Instructions for the task -> Write the next few sentences of the news story below about the search for Heaven, the man who went missing in 1934.

Provided text ->
Heaven went missing in 1934, his case going unsolved by police, though their reports indicated they suspected suicide. Mildon and Rowe have said they think there is more to it, including the possibility of manslaughter, and they are not discounting any theory.

“There’s always rumours people talk about,” Rowe said. “It’s just difficult for us to sift through and take them all seriously as we’d like to. We’re going to regroup.”

But the Heaven family who came remained in high spirits even after the disappointing end as they cheered the documentarians on.

“Now, we can tell our kids and grandkids the story,” family member Emma Cornfield said. “Of how we dug the holes. We now have new campfire stories.”

“My whole goal was to give them an answer today,” Mildon said. “It sucks on that front, but there was so much love and support around, that I think everyone saw it. Very thankful.”

Data section ->

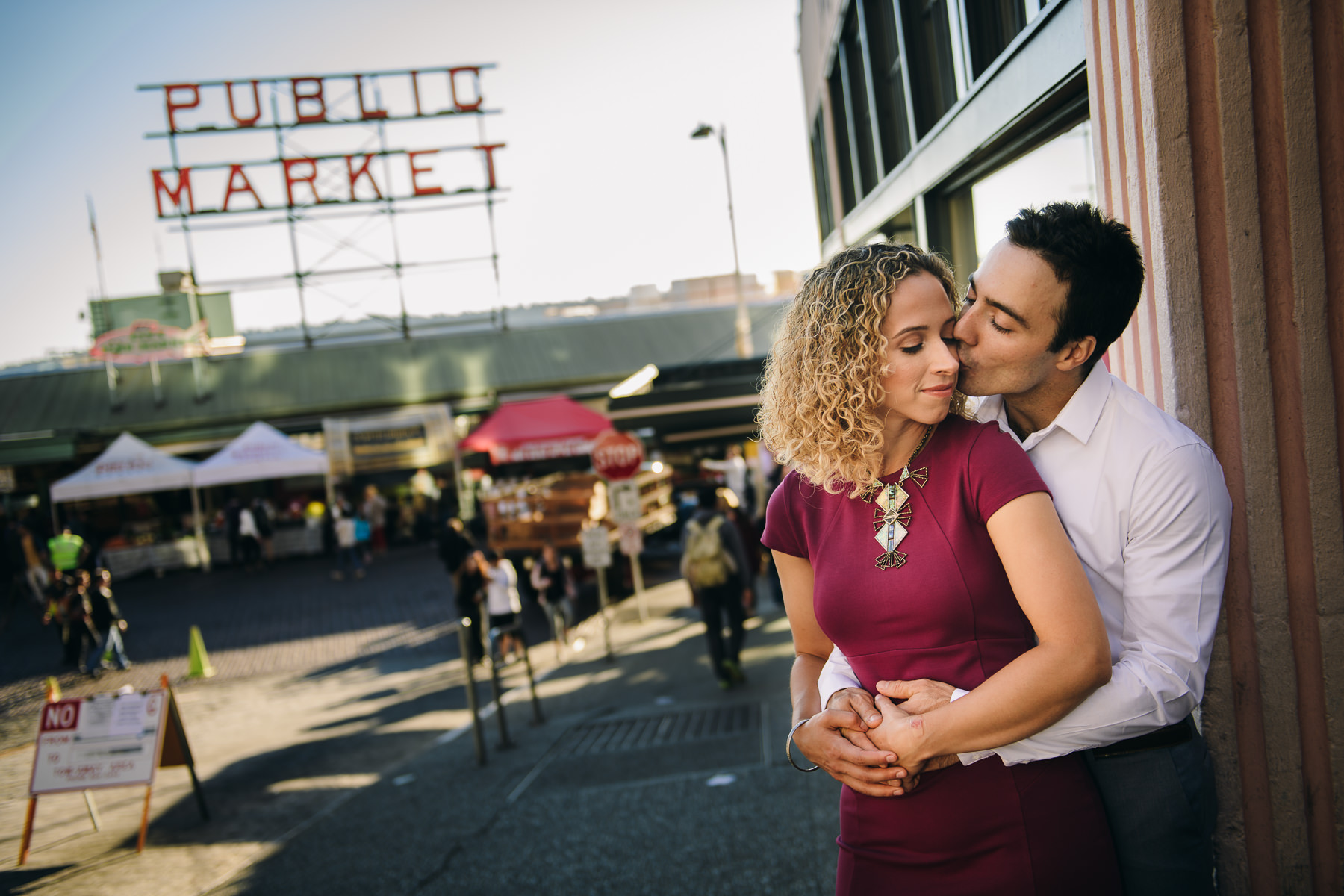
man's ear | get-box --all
...
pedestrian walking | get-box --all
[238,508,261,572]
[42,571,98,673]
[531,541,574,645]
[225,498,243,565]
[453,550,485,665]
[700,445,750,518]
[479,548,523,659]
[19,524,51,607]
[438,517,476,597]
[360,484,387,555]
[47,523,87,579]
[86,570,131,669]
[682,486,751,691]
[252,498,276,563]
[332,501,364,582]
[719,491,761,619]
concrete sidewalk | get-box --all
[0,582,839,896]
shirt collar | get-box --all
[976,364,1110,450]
---
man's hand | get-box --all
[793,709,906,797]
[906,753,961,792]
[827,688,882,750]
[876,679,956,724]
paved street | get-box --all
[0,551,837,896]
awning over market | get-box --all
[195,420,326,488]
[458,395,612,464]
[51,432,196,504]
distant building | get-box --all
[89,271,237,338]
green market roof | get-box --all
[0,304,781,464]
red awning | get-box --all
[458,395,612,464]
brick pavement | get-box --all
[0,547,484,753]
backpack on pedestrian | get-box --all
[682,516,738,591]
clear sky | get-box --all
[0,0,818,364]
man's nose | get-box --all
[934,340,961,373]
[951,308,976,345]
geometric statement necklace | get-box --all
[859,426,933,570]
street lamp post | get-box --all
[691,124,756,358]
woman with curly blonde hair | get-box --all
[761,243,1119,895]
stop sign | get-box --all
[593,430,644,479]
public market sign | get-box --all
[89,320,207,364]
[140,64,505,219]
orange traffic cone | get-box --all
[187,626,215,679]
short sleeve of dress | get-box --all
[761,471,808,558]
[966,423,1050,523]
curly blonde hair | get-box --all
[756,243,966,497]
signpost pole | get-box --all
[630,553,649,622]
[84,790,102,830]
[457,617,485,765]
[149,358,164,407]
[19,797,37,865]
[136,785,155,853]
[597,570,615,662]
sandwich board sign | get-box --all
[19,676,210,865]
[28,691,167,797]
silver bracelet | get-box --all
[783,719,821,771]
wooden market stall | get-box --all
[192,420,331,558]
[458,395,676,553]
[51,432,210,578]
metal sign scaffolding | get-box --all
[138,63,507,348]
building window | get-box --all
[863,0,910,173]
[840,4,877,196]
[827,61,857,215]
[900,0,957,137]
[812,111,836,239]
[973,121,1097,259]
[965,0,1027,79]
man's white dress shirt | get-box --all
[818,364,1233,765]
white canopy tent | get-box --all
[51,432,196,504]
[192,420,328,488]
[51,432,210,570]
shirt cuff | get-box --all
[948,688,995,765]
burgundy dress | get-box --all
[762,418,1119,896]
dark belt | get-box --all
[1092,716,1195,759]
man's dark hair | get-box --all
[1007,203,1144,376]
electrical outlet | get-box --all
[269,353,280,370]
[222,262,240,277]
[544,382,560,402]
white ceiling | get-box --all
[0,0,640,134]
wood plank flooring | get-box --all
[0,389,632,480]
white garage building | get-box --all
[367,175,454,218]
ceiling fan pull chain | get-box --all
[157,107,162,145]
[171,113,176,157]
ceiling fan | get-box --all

Task answer ->
Rowe said Minden has been an excellent community to work with throughout their months-long search.

“Almost everyone we came into contact with was supportive and was happy to talk,” Rowe said. “Really paints Minden in a lovely light.”

The filmmakers said they did not have any specific strong leads after this, but they’ll keep going.

“It’s not done yet,” Mildon said. “We learned about perseverance and what it takes to solve something like this. It’s not as easy as some people make it seem.”